Each entry must be reproduced precisely as it stands.

Data entries:
+++

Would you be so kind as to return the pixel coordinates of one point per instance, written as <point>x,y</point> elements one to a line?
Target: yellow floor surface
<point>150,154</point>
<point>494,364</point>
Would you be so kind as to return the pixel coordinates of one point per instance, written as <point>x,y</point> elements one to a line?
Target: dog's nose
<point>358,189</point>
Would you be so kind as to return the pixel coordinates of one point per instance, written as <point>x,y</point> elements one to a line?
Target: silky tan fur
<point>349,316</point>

+++

Answer space:
Would you be so kind as to return the pixel coordinates of one point per instance, written as <point>x,y</point> elements one to a line?
Target: yellow floor surface
<point>150,154</point>
<point>494,364</point>
Would you be so kind as to return the pixel coordinates of one point per instance, written as <point>x,y</point> elements one to a line?
Target: dog's nose
<point>358,189</point>
Would you be so kind as to return the pixel coordinates of one point per instance, written as <point>x,y</point> elements one to a line?
Target: silky tan fur
<point>349,316</point>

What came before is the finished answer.